Render all of the following data as a numbered list, omitting any blank lines.

▶ _LISTED ENTRIES_
• • • • • • •
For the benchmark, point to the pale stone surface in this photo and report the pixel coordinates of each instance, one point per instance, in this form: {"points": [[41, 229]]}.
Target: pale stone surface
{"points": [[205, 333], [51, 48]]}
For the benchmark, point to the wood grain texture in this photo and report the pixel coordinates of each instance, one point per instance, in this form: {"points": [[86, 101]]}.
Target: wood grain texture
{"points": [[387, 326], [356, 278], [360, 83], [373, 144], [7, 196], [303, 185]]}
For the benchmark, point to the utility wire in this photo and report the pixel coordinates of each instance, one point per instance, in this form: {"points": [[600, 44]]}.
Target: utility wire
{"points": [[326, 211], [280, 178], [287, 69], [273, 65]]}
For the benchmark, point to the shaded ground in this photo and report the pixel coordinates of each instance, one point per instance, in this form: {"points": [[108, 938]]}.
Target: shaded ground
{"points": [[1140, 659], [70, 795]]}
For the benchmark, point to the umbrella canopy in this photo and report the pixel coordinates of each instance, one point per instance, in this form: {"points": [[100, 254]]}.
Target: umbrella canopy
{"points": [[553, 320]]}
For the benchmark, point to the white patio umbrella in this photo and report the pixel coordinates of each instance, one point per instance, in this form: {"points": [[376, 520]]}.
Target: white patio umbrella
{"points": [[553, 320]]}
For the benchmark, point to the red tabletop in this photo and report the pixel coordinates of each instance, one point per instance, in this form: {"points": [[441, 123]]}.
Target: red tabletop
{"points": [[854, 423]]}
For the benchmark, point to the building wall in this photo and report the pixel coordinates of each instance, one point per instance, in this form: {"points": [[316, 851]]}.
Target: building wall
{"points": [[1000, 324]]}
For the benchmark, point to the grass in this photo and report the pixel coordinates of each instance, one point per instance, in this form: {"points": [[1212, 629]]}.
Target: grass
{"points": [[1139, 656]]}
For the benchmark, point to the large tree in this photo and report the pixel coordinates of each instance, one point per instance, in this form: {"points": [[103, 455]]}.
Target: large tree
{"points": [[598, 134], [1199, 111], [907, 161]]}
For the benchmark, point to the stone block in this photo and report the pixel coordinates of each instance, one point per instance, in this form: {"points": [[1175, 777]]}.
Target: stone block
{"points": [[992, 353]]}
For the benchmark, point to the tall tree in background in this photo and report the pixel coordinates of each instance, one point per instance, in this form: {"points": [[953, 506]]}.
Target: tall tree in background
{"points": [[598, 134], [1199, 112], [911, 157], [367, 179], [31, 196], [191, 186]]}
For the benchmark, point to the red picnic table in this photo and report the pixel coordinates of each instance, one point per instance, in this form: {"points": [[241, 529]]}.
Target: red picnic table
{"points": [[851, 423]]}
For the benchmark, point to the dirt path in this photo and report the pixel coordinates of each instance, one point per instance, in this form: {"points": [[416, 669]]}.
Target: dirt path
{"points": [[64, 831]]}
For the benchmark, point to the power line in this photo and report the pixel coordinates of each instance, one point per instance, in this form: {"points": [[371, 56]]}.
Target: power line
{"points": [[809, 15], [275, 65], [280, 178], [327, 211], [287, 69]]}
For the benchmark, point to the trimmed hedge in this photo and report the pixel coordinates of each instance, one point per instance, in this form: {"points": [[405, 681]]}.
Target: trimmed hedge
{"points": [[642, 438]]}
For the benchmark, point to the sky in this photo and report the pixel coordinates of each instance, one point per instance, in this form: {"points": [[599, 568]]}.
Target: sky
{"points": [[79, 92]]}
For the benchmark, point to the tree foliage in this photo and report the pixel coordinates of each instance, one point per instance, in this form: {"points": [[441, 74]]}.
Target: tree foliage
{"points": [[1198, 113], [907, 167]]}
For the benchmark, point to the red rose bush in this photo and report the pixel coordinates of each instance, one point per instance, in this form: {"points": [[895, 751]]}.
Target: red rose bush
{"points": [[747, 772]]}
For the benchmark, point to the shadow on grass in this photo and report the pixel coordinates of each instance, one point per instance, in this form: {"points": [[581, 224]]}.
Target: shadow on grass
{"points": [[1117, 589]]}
• • • • • • •
▶ _REPLY_
1. For the benchmark, point to the pale stone surface in this photo and report the pixel coordinates of each instance, one point per instance, in this form: {"points": [[41, 229]]}.
2. Target: pale stone surface
3. {"points": [[205, 333], [51, 48]]}
4. For the benchmark, point to the wood grain texture in this photo and report the pixel coordinates of each instance, one point per instance, in this form: {"points": [[86, 101]]}.
5. Target: wood grain texture
6. {"points": [[387, 326], [356, 278], [360, 83], [373, 144], [7, 196], [303, 185]]}
7. For the benchmark, point to the utility wire in this photo and report the pixel coordinates of each instance, one point per instance, in this form: {"points": [[600, 44]]}.
8. Target: utility wire
9. {"points": [[326, 211], [280, 178], [287, 69], [273, 65]]}
10. For the benchmark, point to the shaded ground in this photo and report the pixel coordinates of each instance, one point per instance, in this form: {"points": [[108, 938]]}.
11. Target: shaded ground
12. {"points": [[1140, 659], [70, 795]]}
13. For the benchmark, point to the umbrella canopy in this photo and report the pixel coordinates of each instance, one point per instance, in this form: {"points": [[100, 254]]}.
14. Target: umbrella canopy
15. {"points": [[553, 320]]}
16. For the benchmark, point to the white patio umbrella in this photo and report the pixel coordinates of each instance, one point per instance, in this form: {"points": [[376, 520]]}.
17. Target: white patio umbrella
18. {"points": [[553, 320]]}
19. For the benchmark, point to the red tabletop in this photo and report the pixel coordinates of each instance, one point per instance, in this form: {"points": [[441, 123]]}.
20. Target: red tabletop
21. {"points": [[854, 423]]}
22. For the benchmark, point to the building wall in this photo and report the pixel coordinates of each instance, one point per instance, in this form: {"points": [[316, 851]]}.
23. Target: building wall
24. {"points": [[1000, 324]]}
25. For the benchmark, point to the grass in this photo and report the pixel coordinates of each instance, one point per instance, in this form: {"points": [[1212, 629]]}.
26. Target: grass
27. {"points": [[1139, 656]]}
28. For the benchmark, point to the large tree in this photo and report the pixel coordinates of each instance, one point per instance, in this form: {"points": [[103, 455]]}.
29. Target: large tree
30. {"points": [[598, 134], [1199, 111], [907, 161]]}
31. For the benchmark, point to the stone block in this photo and report the pixel coordinates of each instance, one point per instance, in this form: {"points": [[1175, 777]]}.
32. Target: stone block
33. {"points": [[992, 353]]}
34. For the benchmark, point to the tall tree in background in this photo and report the pixel coordinates of each instance, one point per instance, in this form: {"points": [[953, 506]]}.
35. Target: tall tree in background
36. {"points": [[598, 134], [1199, 112], [911, 157], [367, 179], [31, 196], [191, 186]]}
37. For the benchmark, point to the red picnic table in this photo and report the pixel coordinates of each instance, one point per instance, in this form: {"points": [[241, 529]]}.
38. Target: red picnic table
39. {"points": [[851, 423]]}
40. For the benchmark, point to the dirt path in this photo and report the pixel coordinates of each instance, one point per instance, in this form: {"points": [[416, 669]]}.
41. Target: dirt path
42. {"points": [[64, 831]]}
43. For the benchmark, point to the power line in this photo and report the pixel coordinates of each instance, one point per instance, in this form: {"points": [[371, 56]]}.
44. Target: power line
45. {"points": [[809, 15], [275, 65], [280, 178], [327, 211], [287, 69]]}
46. For the benchmark, point to the trimmed hedge in this photo and report the pixel coordinates of each instance, one point per instance, in this form: {"points": [[405, 681]]}.
47. Target: trimmed hedge
48. {"points": [[642, 438]]}
49. For the benchmark, point to the sky in this photo and report the pixel coordinates of each instance, one point per instance, in this form: {"points": [[599, 568]]}.
50. Target: sky
51. {"points": [[79, 92]]}
52. For the benchmark, point to the tree foliage in this photo and report the pixel coordinates of each instance, one point per instance, in this form: {"points": [[441, 74]]}.
53. Target: tree foliage
54. {"points": [[1198, 113], [907, 167]]}
55. For the benchmark, point to the red rose bush in this photo and report the pixel coordinates of each instance, one point per instance, in this form: {"points": [[895, 751]]}.
56. Target: red rose bush
57. {"points": [[747, 772]]}
58. For the benchmark, point to the shadow on grass in this photo and report the pixel coordinates of each instance, one point per instance, in this form: {"points": [[581, 224]]}.
59. Target: shadow on grass
60. {"points": [[1117, 589]]}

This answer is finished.